[Dataset entries]
______________________________
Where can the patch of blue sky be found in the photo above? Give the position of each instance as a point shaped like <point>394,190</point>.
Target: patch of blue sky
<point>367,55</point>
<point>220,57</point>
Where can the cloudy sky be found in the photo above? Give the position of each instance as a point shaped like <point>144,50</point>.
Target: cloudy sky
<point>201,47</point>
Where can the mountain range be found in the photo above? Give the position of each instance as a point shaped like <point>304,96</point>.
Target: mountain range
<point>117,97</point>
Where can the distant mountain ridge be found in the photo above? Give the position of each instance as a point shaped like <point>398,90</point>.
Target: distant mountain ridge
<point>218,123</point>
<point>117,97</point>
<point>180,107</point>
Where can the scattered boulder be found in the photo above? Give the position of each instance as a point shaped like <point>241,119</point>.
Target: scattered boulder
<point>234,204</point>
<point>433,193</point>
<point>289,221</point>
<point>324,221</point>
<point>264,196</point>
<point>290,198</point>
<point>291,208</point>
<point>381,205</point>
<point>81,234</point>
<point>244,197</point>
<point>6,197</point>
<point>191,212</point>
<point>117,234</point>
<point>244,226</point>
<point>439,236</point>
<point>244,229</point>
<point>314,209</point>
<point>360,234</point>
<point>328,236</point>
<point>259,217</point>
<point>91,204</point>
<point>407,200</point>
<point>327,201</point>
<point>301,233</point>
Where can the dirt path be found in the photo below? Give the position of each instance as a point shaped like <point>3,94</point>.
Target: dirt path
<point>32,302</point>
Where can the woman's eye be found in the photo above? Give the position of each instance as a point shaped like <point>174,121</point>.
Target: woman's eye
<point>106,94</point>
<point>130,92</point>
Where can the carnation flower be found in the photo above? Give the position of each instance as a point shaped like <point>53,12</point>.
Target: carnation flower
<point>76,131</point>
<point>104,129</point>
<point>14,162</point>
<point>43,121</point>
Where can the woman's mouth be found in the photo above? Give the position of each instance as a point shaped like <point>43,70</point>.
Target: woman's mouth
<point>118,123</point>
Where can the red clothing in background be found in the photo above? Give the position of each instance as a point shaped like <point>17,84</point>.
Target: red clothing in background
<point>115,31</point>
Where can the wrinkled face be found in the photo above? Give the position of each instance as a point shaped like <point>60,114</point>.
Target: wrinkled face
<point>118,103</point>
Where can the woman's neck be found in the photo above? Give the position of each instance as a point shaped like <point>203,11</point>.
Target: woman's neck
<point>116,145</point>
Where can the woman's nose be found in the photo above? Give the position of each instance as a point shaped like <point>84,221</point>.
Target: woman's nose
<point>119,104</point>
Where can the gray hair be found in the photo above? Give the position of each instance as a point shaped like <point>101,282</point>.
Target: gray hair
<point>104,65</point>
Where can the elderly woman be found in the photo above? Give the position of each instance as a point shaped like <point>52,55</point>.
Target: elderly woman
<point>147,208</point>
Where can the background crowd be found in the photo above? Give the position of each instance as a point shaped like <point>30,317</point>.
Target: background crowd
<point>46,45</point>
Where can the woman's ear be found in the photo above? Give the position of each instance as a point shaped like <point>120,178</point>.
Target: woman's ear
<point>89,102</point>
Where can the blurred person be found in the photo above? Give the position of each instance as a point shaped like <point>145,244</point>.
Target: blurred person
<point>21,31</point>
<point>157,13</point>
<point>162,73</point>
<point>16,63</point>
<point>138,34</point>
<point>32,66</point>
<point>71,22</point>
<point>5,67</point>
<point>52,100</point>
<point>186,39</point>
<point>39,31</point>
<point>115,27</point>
______________________________
### Exercise description
Copy the records out again word for word.

### Solution for this exercise
Where can the patch of blue sky be found in the photo above? Give the position of each instance as a point shaped like <point>394,190</point>.
Target: patch of blue sky
<point>367,55</point>
<point>220,57</point>
Where can the cloudy sky be found in the photo above? Give the position of each instance as a point shaped like <point>144,50</point>.
Target: cloudy sky
<point>201,47</point>
Where can the mountain range be found in the photo above? Give the position of each instance as a point shaped like <point>304,96</point>.
Target: mountain range
<point>117,97</point>
Where can the distant mountain ridge be found in the photo above? Give the position of each instance as a point shaped like <point>398,90</point>.
Target: distant mountain ridge
<point>218,123</point>
<point>117,97</point>
<point>180,107</point>
Where can the scattered boulder be found in the photo above? Give the position of each instance as a point shaped like <point>241,119</point>.
Target: scattered boulder
<point>234,204</point>
<point>433,193</point>
<point>289,221</point>
<point>324,221</point>
<point>264,196</point>
<point>290,198</point>
<point>291,208</point>
<point>381,205</point>
<point>81,234</point>
<point>244,197</point>
<point>6,197</point>
<point>191,212</point>
<point>117,234</point>
<point>244,226</point>
<point>439,236</point>
<point>244,229</point>
<point>314,209</point>
<point>360,234</point>
<point>328,236</point>
<point>259,217</point>
<point>91,204</point>
<point>407,200</point>
<point>327,201</point>
<point>301,233</point>
Where can the dirt path be found in the photo below? Give the position of each instance as a point shaped like <point>3,94</point>.
Target: dirt path
<point>32,302</point>
Where can the woman's eye be found in the photo above? Give the position of each instance as a point shaped like <point>174,121</point>.
Target: woman's eye
<point>106,94</point>
<point>130,92</point>
Where can the carnation flower be found in the photo above? Give the position of each instance as a point shaped like <point>53,12</point>.
Target: carnation flower
<point>76,131</point>
<point>104,129</point>
<point>14,162</point>
<point>43,121</point>
Where can the woman's mouth be found in the photo above? Give the position of each instance as a point shaped like <point>43,70</point>.
Target: woman's mouth
<point>118,123</point>
Where can the red clothing in background be found in the photo above? Give the position of each instance as a point shaped like <point>17,84</point>.
Target: red clothing in background
<point>115,31</point>
Where can the wrinkled face be found in the photo above? Give the position of each instance as a point shaped like <point>60,114</point>.
Target: wrinkled face
<point>118,103</point>
Where can the woman's neck be found in the photo above? Give the position of each instance as a point shaped like <point>203,11</point>.
Target: woman's neck
<point>116,145</point>
Where can the woman's nose be found in the photo above? Give the position of each instance as a point shaped like <point>84,221</point>.
Target: woman's nose
<point>119,104</point>
Where can the gray hair be found in the photo above? Give the position of each instance as a point shaped like <point>101,282</point>.
Target: gray hair
<point>104,65</point>
Where can the elderly woman be found in the photo above? Give the position of each instance as a point shaped like <point>52,55</point>.
Target: elderly woman
<point>147,208</point>
Where can the background crowd be found in the photo above? Give the position of each instance as a point shaped like <point>30,317</point>.
Target: background crowd
<point>46,45</point>
Where can the woman's ear be found in the photo above? Give the position of each instance as a point shaped like <point>120,178</point>.
Target: woman's ear
<point>89,102</point>
Where can the blurred person be found in the photo above? Give the position of each instance as a point shaped like <point>145,244</point>.
Target: blurred person
<point>21,31</point>
<point>157,13</point>
<point>162,73</point>
<point>16,63</point>
<point>138,34</point>
<point>32,66</point>
<point>71,22</point>
<point>5,67</point>
<point>52,100</point>
<point>186,39</point>
<point>39,31</point>
<point>115,27</point>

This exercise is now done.